LESETEXT:
———

Nach Schreckschüssen am Ostwall Psychiater: „Lärm einer abgefeuerten Waffe ist mit Angst verbunden“

Nach Schüssen auf Hochzeitsfeiern: Ein Gespräch mit Dr. Thorsten Grüttert über Angst-Auslöser.

Foto: DJ

Krefeld. Die Schüsse, die Gäste zweier türkischen Hochzeiten am vergangenen Wochenende bei Autokorsos abgefeuert haben, sorgen weiter für Aufregung — auch im Netz. Neben Verständnis für Tradition auf der einen Seite, äußern die Nutzer auf der Facebook-Seite der WZ vor allem auch eins: Angst. „In der heutigen Zeit ist das Herumfuchteln mit einer Pistole sehr bedenklich.

———

BEREITGESTELLTE DATENSÄTZE:

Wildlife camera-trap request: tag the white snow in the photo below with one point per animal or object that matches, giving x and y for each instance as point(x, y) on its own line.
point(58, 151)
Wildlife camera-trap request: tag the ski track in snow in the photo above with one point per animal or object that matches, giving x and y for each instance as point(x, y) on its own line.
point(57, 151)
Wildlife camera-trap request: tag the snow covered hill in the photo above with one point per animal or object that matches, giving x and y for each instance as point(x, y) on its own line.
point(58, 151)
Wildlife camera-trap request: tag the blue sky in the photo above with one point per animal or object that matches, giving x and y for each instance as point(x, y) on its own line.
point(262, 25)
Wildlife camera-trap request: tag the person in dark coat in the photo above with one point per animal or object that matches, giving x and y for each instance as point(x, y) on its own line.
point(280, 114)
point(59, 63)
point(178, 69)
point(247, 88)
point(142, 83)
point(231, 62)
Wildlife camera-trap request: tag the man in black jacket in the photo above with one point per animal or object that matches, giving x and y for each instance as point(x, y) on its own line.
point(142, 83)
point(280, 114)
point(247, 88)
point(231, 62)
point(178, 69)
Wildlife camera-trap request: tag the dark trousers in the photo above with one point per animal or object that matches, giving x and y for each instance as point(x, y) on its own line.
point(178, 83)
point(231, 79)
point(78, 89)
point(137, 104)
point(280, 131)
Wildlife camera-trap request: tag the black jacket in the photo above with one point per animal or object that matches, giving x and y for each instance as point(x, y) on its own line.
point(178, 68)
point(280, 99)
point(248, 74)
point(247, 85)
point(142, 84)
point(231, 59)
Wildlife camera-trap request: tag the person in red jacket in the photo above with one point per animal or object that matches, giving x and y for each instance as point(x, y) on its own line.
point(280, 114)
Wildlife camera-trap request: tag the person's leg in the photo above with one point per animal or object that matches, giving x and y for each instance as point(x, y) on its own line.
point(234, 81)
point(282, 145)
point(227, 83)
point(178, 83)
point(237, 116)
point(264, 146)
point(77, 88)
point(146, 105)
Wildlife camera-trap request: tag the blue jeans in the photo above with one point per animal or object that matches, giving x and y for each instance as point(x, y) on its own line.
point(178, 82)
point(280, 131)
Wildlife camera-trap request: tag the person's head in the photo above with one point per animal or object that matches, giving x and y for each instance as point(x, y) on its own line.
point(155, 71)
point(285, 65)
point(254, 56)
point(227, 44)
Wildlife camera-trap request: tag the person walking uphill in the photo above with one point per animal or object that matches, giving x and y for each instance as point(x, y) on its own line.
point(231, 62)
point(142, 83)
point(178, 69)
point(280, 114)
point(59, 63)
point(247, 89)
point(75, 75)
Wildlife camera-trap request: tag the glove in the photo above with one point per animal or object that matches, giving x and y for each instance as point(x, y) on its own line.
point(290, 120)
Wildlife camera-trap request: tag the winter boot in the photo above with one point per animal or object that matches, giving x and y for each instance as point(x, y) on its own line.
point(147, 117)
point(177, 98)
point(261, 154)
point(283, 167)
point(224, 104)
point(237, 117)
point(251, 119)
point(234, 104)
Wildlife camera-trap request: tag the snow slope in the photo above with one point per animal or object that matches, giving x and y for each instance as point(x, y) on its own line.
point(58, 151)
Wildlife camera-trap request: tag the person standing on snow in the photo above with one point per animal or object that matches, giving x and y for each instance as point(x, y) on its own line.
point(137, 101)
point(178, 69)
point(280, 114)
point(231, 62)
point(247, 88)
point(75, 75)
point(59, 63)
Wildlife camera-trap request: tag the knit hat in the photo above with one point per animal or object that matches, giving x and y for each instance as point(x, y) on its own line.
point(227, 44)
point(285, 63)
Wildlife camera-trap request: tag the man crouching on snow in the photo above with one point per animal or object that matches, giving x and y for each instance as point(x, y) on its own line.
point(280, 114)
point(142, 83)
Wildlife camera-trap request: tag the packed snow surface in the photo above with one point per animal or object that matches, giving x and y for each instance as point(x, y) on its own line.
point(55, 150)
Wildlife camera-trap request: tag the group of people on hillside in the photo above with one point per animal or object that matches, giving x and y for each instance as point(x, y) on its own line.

———

Extrahieren Sie den Lesetext oben vollständig und Zeichen für Zeichen unverändert.

AUSGABE:
Nach Schreckschüssen am Ostwall Psychiater: „Lärm einer abgefeuerten Waffe ist mit Angst verbunden“

Nach Schüssen auf Hochzeitsfeiern: Ein Gespräch mit Dr. Thorsten Grüttert über Angst-Auslöser.

Foto: DJ

Krefeld. Die Schüsse, die Gäste zweier türkischen Hochzeiten am vergangenen Wochenende bei Autokorsos abgefeuert haben, sorgen weiter für Aufregung — auch im Netz. Neben Verständnis für Tradition auf der einen Seite, äußern die Nutzer auf der Facebook-Seite der WZ vor allem auch eins: Angst. „In der heutigen Zeit ist das Herumfuchteln mit einer Pistole sehr bedenklich.